**Work instructions**
Can you arrange everything below, from the line containing "Target: carport" down to the line containing "(1000, 248)", both included, as a Markdown table with a No. column giving each line a running number and a Text column holding the line itself? Leave out blank lines and include no other lines.

'''

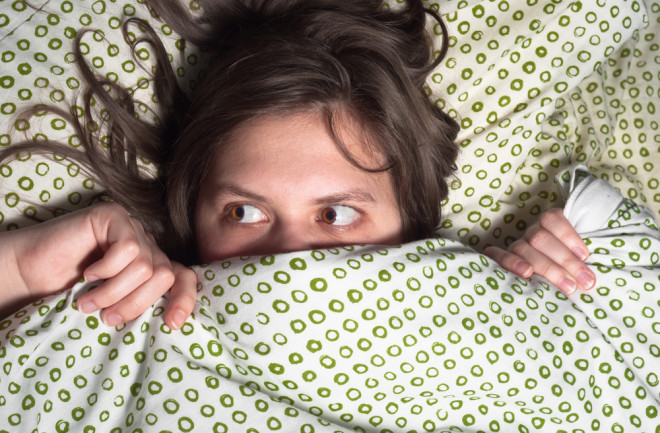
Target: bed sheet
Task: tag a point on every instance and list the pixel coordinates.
(429, 336)
(535, 85)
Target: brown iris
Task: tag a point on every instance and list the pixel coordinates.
(237, 213)
(329, 215)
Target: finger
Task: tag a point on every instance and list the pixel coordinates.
(555, 222)
(183, 295)
(510, 261)
(554, 250)
(141, 299)
(118, 236)
(545, 267)
(119, 286)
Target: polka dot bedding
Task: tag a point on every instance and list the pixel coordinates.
(429, 336)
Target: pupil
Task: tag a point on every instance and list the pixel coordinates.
(330, 215)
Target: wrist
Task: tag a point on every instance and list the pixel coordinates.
(13, 291)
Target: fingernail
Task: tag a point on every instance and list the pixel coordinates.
(581, 253)
(585, 280)
(567, 285)
(523, 269)
(113, 319)
(88, 307)
(178, 319)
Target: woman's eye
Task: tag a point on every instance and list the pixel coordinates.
(244, 213)
(339, 215)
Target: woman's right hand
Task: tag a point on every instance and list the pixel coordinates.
(102, 242)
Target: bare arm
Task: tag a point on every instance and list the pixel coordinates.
(98, 243)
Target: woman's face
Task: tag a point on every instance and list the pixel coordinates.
(281, 184)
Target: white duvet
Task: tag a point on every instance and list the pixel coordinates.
(429, 336)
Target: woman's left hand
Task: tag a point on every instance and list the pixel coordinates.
(552, 249)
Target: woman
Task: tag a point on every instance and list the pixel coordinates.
(310, 129)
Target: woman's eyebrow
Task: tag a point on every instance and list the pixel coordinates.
(353, 195)
(223, 189)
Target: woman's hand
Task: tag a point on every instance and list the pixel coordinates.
(552, 249)
(102, 242)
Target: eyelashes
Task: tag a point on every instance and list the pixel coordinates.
(335, 215)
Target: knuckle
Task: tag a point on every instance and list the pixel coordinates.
(550, 217)
(143, 268)
(538, 239)
(164, 276)
(518, 247)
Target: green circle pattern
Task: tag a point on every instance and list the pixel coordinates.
(535, 85)
(430, 336)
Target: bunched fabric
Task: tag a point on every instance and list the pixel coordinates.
(430, 336)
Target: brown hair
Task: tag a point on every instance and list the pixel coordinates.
(271, 57)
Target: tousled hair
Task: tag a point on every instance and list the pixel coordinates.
(339, 59)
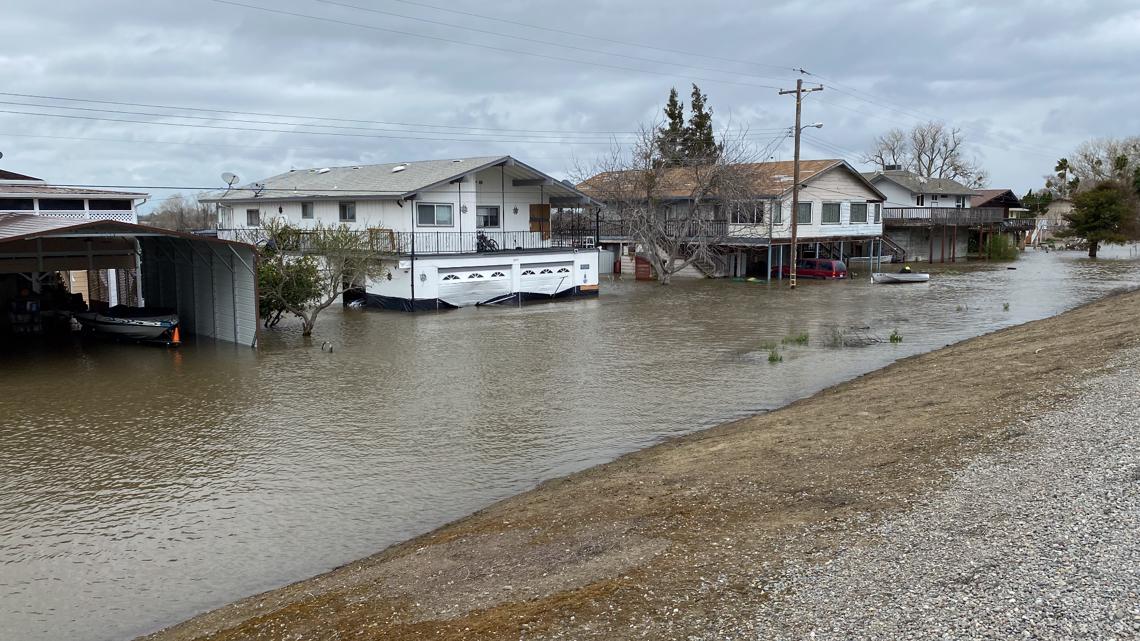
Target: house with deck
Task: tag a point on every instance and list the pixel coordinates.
(839, 216)
(931, 219)
(453, 233)
(26, 195)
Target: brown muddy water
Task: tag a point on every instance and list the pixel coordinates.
(139, 486)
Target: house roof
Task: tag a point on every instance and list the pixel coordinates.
(995, 197)
(917, 184)
(377, 180)
(768, 179)
(23, 226)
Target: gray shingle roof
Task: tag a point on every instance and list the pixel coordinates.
(374, 180)
(918, 185)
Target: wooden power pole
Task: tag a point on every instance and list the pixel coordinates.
(795, 179)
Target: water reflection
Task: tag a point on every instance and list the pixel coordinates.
(139, 486)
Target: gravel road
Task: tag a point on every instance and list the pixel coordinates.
(1036, 540)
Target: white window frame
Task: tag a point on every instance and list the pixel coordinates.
(434, 207)
(839, 213)
(345, 216)
(811, 212)
(479, 214)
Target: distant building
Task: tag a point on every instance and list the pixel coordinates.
(933, 219)
(840, 213)
(453, 232)
(21, 194)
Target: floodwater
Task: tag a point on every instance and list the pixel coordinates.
(139, 486)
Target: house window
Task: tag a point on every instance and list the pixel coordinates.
(348, 212)
(487, 217)
(747, 213)
(429, 214)
(804, 213)
(830, 213)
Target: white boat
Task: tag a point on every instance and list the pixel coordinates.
(132, 323)
(892, 277)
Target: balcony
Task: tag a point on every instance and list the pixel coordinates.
(431, 243)
(930, 216)
(87, 216)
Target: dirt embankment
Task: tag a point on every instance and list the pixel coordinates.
(658, 542)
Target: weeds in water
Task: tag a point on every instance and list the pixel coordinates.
(796, 339)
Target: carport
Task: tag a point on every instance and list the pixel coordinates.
(209, 282)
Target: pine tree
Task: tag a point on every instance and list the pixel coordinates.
(699, 144)
(670, 137)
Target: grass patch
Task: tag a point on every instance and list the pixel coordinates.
(796, 339)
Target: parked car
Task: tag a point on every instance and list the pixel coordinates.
(815, 268)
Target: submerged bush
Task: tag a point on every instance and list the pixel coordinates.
(1000, 248)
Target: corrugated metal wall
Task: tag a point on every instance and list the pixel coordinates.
(211, 285)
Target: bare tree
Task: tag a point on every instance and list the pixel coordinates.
(179, 212)
(931, 149)
(676, 216)
(303, 272)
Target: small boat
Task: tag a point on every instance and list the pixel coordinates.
(132, 323)
(892, 277)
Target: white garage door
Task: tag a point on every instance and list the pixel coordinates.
(469, 285)
(546, 277)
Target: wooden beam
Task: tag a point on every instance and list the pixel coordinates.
(530, 181)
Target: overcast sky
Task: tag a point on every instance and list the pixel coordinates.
(1025, 81)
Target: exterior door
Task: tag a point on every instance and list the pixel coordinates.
(540, 220)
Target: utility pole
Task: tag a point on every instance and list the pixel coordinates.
(795, 187)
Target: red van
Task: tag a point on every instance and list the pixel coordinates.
(824, 268)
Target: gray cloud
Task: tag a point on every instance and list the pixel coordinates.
(1026, 81)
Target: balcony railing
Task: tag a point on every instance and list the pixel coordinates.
(925, 216)
(424, 243)
(121, 216)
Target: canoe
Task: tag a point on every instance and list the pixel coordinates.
(893, 277)
(130, 323)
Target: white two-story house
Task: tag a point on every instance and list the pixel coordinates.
(839, 216)
(453, 232)
(931, 219)
(24, 195)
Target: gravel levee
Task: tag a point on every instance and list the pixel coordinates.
(1036, 540)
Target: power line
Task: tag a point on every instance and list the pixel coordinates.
(596, 38)
(490, 47)
(536, 40)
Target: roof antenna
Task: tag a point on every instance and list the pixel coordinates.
(229, 178)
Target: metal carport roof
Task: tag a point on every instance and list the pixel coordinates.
(211, 283)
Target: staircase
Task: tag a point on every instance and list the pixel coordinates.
(894, 249)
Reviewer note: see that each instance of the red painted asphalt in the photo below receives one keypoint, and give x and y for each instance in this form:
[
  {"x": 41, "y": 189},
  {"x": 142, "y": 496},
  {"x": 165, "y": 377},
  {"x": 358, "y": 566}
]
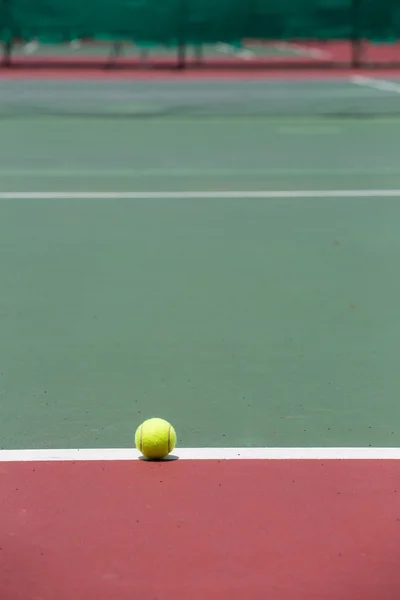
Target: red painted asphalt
[{"x": 276, "y": 530}]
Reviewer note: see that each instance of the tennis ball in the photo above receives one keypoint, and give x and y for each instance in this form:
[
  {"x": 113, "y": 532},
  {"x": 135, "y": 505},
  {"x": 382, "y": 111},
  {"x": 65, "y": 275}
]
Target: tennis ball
[{"x": 155, "y": 438}]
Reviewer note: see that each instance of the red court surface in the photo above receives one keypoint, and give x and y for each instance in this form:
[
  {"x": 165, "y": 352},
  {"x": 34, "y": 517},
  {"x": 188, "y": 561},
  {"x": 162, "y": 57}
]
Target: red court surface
[{"x": 215, "y": 530}]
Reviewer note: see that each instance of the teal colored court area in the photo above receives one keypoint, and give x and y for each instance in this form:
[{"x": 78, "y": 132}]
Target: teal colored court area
[{"x": 244, "y": 320}]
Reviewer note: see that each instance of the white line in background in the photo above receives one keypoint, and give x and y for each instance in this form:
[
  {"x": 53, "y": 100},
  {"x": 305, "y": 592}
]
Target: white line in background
[
  {"x": 199, "y": 195},
  {"x": 112, "y": 454},
  {"x": 243, "y": 53},
  {"x": 377, "y": 84},
  {"x": 302, "y": 50}
]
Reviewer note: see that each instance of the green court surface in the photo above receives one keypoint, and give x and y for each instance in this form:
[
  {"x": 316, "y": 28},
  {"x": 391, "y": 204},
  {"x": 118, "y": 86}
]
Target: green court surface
[
  {"x": 244, "y": 321},
  {"x": 226, "y": 260}
]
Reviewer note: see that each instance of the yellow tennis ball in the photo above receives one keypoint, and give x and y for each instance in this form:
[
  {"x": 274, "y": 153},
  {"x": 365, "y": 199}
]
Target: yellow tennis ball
[{"x": 155, "y": 438}]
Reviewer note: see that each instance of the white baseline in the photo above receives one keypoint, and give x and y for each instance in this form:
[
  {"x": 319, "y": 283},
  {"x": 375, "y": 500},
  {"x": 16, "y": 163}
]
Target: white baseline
[{"x": 219, "y": 454}]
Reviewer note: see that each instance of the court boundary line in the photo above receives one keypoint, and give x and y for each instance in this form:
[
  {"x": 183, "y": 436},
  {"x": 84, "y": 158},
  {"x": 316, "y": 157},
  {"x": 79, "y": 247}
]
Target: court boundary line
[
  {"x": 129, "y": 454},
  {"x": 376, "y": 83},
  {"x": 202, "y": 195}
]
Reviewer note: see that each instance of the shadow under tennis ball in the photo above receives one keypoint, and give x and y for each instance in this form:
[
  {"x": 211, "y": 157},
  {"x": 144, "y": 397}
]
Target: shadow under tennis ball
[{"x": 169, "y": 458}]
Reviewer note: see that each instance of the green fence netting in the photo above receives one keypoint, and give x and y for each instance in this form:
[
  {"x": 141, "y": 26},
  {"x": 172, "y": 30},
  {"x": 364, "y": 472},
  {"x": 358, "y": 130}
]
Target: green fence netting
[{"x": 199, "y": 21}]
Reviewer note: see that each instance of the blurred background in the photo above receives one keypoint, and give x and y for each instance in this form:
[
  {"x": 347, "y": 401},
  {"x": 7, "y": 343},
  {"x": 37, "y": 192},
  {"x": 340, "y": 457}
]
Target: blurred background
[{"x": 319, "y": 51}]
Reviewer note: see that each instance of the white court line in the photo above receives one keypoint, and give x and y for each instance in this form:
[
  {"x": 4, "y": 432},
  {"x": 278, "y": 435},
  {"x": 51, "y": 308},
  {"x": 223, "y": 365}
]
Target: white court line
[
  {"x": 110, "y": 454},
  {"x": 302, "y": 50},
  {"x": 377, "y": 84},
  {"x": 243, "y": 53},
  {"x": 193, "y": 195}
]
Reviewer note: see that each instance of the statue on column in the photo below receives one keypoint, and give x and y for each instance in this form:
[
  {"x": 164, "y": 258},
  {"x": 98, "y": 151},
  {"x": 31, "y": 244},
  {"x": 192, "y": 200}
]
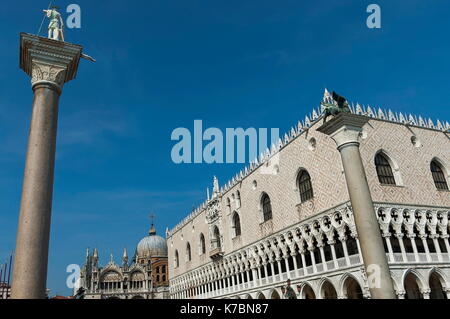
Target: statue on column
[
  {"x": 333, "y": 104},
  {"x": 56, "y": 25}
]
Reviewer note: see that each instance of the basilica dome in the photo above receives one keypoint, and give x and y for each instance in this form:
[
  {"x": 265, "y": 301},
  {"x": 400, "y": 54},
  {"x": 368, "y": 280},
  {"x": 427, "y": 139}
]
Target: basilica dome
[{"x": 152, "y": 245}]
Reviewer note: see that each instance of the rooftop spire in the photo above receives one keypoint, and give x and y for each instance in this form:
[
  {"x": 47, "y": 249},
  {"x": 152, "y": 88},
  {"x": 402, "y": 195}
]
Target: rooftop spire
[{"x": 152, "y": 230}]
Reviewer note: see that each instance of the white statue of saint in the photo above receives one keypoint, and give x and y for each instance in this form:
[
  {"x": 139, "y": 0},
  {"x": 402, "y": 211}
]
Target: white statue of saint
[{"x": 55, "y": 28}]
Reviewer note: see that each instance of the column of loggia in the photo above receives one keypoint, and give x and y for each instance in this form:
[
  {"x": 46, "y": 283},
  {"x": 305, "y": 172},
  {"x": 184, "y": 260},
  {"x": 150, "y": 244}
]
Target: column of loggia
[{"x": 345, "y": 129}]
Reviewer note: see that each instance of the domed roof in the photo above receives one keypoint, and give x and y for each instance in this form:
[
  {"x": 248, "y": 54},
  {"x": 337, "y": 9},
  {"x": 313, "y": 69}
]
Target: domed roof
[{"x": 152, "y": 245}]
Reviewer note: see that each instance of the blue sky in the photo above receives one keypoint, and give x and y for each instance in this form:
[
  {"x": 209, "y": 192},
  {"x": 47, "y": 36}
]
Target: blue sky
[{"x": 163, "y": 64}]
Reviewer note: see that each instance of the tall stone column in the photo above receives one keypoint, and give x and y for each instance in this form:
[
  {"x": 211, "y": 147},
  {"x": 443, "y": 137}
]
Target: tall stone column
[
  {"x": 344, "y": 129},
  {"x": 50, "y": 64}
]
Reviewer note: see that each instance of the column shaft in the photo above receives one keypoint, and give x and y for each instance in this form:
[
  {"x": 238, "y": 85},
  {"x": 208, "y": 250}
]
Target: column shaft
[{"x": 31, "y": 259}]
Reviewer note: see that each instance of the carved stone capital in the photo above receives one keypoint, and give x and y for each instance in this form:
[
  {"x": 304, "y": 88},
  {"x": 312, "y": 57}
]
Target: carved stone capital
[
  {"x": 47, "y": 73},
  {"x": 344, "y": 129},
  {"x": 48, "y": 61}
]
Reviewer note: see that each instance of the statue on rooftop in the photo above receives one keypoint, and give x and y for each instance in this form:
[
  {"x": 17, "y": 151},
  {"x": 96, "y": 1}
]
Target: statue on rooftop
[
  {"x": 56, "y": 25},
  {"x": 333, "y": 104}
]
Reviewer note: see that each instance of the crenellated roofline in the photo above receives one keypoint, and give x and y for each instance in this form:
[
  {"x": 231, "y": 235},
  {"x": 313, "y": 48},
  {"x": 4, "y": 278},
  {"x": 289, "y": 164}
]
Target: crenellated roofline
[{"x": 301, "y": 127}]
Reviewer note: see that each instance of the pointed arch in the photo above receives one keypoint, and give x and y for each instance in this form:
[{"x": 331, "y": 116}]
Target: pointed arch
[
  {"x": 236, "y": 224},
  {"x": 188, "y": 252},
  {"x": 202, "y": 244},
  {"x": 351, "y": 287},
  {"x": 266, "y": 207},
  {"x": 327, "y": 290},
  {"x": 388, "y": 171},
  {"x": 439, "y": 174},
  {"x": 307, "y": 292},
  {"x": 438, "y": 284},
  {"x": 414, "y": 284},
  {"x": 304, "y": 185}
]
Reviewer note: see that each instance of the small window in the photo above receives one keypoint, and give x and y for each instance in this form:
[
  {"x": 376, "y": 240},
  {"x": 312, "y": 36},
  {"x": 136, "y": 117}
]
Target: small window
[
  {"x": 238, "y": 199},
  {"x": 217, "y": 237},
  {"x": 267, "y": 207},
  {"x": 188, "y": 251},
  {"x": 236, "y": 224},
  {"x": 438, "y": 176},
  {"x": 384, "y": 170},
  {"x": 305, "y": 186},
  {"x": 177, "y": 259},
  {"x": 202, "y": 244}
]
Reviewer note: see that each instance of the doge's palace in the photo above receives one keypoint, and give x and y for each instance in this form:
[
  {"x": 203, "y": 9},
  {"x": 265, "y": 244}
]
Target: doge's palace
[{"x": 289, "y": 215}]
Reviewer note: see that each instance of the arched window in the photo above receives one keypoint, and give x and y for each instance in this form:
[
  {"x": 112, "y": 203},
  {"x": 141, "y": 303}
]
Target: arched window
[
  {"x": 267, "y": 207},
  {"x": 438, "y": 176},
  {"x": 236, "y": 224},
  {"x": 238, "y": 199},
  {"x": 177, "y": 259},
  {"x": 202, "y": 244},
  {"x": 188, "y": 252},
  {"x": 305, "y": 186},
  {"x": 384, "y": 170},
  {"x": 217, "y": 237}
]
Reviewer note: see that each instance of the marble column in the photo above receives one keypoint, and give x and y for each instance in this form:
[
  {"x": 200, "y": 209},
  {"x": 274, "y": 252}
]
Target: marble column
[
  {"x": 344, "y": 129},
  {"x": 50, "y": 64}
]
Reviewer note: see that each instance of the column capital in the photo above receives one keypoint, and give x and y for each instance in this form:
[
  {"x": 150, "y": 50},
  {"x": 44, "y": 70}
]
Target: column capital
[
  {"x": 344, "y": 129},
  {"x": 47, "y": 61}
]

'''

**Exercise answer**
| No. | Text |
|---|---|
| 1 | Target: carport |
| 2 | Task: tag a point on every instance and list the pixel coordinates. |
| 3 | (209, 282) |
| 4 | Target: pine tree |
| 5 | Task: tag a point on every instance and list the pixel coordinates. |
| 6 | (699, 144) |
| 7 | (670, 137) |
| 8 | Target: grass patch |
| 9 | Task: tag a point on every instance and list the pixel coordinates. |
| 10 | (796, 339) |
| 11 | Target: parked car |
| 12 | Task: tag a point on every instance and list the pixel coordinates. |
| 13 | (815, 268) |
| 14 | Target: submerged bush |
| 15 | Task: tag a point on every instance and list the pixel coordinates. |
| 16 | (1000, 248) |